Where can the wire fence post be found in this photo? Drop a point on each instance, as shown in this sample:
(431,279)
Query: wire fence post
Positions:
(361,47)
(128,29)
◆ ◆ ◆ ◆
What is needed: Rewrite the records, replacing "wire fence post" with "metal fence post" everywhere and keeping everything else the same.

Expected answer:
Where can the metal fence post be found in this photo? Drop a point on each instance, as shown in this sample:
(431,279)
Query: metal fence post
Positions:
(361,47)
(128,29)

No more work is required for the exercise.